Writing the numerator of the integrand as an integral:
$$\Rightarrow\intop_{0}^{\infty}\frac{\intop_{2x}^{6x}\frac{1}{1+y^{2}}dy}{x}dx$$
$$\Rightarrow\intop_{0}^{\infty}\frac{1}{x}\intop_{2x}^{6x}\frac{1}{1+y^{2}}dydx$$
$$\Rightarrow\intop_{2x}^{6x}\frac{1}{x}\intop_{0}^{\infty}\frac{1}{1+y^{2}}dxdy$$

But it seems to be a dead end from here since you have to evaluate x at infinity and 0. I don't know how to continue from here.

 

[RUber]

Can you change the limits of integration so the interior limits are in terms of y? And the exterior limits might be for y from zero to infinity.

 

[Mark44]

Writing the numerator of the integrand as an integral:
$$\Rightarrow\intop_{0}^{\infty}\frac{\intop_{2x}^{6x}\frac{1}{1+y^{2}}dy}{x}dx$$
$$\Rightarrow\intop_{0}^{\infty}\frac{1}{x}\intop_{2x}^{6x}\frac{1}{1+y^{2}}dydx$$
$$\Rightarrow\intop_{2x}^{6x}\frac{1}{x}\intop_{0}^{\infty}\frac{1}{1+y^{2}}dxdy$$

Minor point. The "implies" arrow, $\Rightarrow$, should not be used in place of =; i.e., between expressions that have equal values. Because it means "implies" you also shouldn't use it is the first symbol you write in your work.

"Implies" should be used between two statements (generally equations or inequalities) where the first being true means that the following statement will also be true.

> WRITTEN TASK 1
Copy word for word the part of the integral thread from "Can you change" up to and including "in your work.".
> WRITTEN TASK 2
Using the integral thread, mark each statement (a), (b), (c) yes or no, and quote the words that decide it: (a) RUber suggests the outer limits might run for y from zero to infinity. (b) Mark44 says the "implies" arrow is fine between expressions that have equal values. (c) The first post says its writer knows how to continue.

> DATA LINES
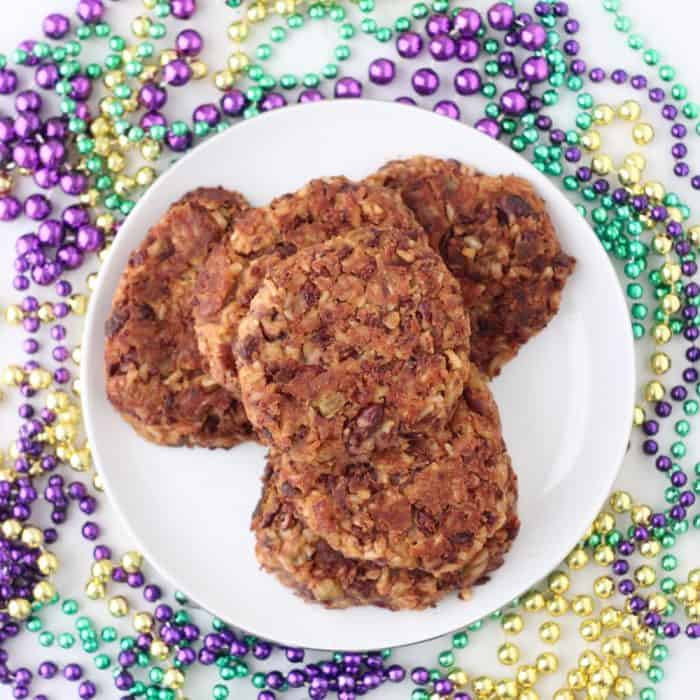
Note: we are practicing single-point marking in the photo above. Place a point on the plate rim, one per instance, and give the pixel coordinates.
(543, 186)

> WRITTEN REPLY 1
Can you change the limits of integration so the interior limits are in terms of y? And the exterior limits might be for y from zero to infinity.

 

[Mark44]

Writing the numerator of the integrand as an integral:
$$\Rightarrow\intop_{0}^{\infty}\frac{\intop_{2x}^{6x}\frac{1}{1+y^{2}}dy}{x}dx$$
$$\Rightarrow\intop_{0}^{\infty}\frac{1}{x}\intop_{2x}^{6x}\frac{1}{1+y^{2}}dydx$$
$$\Rightarrow\intop_{2x}^{6x}\frac{1}{x}\intop_{0}^{\infty}\frac{1}{1+y^{2}}dxdy$$

Minor point. The "implies" arrow, $\Rightarrow$, should not be used in place of =; i.e., between expressions that have equal values. Because it means "implies" you also shouldn't use it is the first symbol you write in your work.

> WRITTEN REPLY 2
(a) Yes: "And the exterior limits might be for y from zero to infinity."
(b) No: "The "implies" arrow, $\Rightarrow$, should not be used in place of =; i.e., between expressions that have equal values."
(c) No: "I don't know how to continue from here."